Le Point : Dans quel contexte avez-vous écrit Le Sourire de Mariam à Téhéran ?
Ghazi Rabihavi : Je voulais écrire sur les réfugiés qui arrivaient à Téhéran au début des années 1980 : comme vous le savez, il y a eu huit ans de guerre entre l’Iran et l’Irak, et les gens qui vivaient dans le sud du pays ne pouvaient pas y rester à cause de la guerre, alors ils quittaient leurs maisons, leurs villes, et cherchaient un lieu pour vivre dans la capitale, sans aucun soutien du gouvernement, gagnant leur vie difficilement. Ils se retrouvaient souvent dans une seule pièce pour toute la famille, où ils vivaient pendant très longtemps, totalement ignorés. Ces familles préféraient rester dans ces cages que je décris, plutôt que de retourner chez eux. J’ai connu cela moi-même dans ma famille. J’ai écrit sur ce couple pour parler de ces Iraniens oubliés et livrés à eux-mêmes, car la république islamique ne voulait pas parler de cet aspect de la guerre : il fallait dire qu’elle avait gagné, et que tout allait bien. Je ne pouvais rien faire pour eux, mais je pouvais écrire, oui.

● Données affichées:
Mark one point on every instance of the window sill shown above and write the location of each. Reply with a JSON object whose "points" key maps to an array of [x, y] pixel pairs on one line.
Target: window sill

● Exercice 1: Selon l'entretien sur Le Sourire de Mariam à Téhéran, combien d'années a duré la guerre entre l'Iran et l'Irak ?
● Exercice 2: Rédigez la suite de l'entretien sur Le Sourire de Mariam à Téhéran, à partir de la dernière phrase de la réponse de Ghazi Rabihavi.
Le matériel présenté n'entre pas en ligne de compte ici.

● Réponse correcte 1: Huit ans.

● Réponse correcte 2:
Ce roman, que voici traduit en français, n’a pu voir le jour en Iran. Racontez-nous pour quelles raisons.
Début 1990, l’éditeur l’envoie au ministère, celui chargé de donner l’autorisation, sachant que nous, les auteurs iraniens, nous nous autocensurons, avant même d’envoyer le texte. Après quatre ans d’attente, quatre longues années, j’ai refusé les coupes exigées par la censure, c’en était trop. Le livre n’a donc paru pas en Iran, mais à l’étranger, en Angleterre, en Allemagne. C’est en exil que je me suis mis à réécrire certaines scènes, érotiques notamment, auxquelles je tenais, écrites exactement comme je le voulais, et c’est le livre que vous avez entre les mains.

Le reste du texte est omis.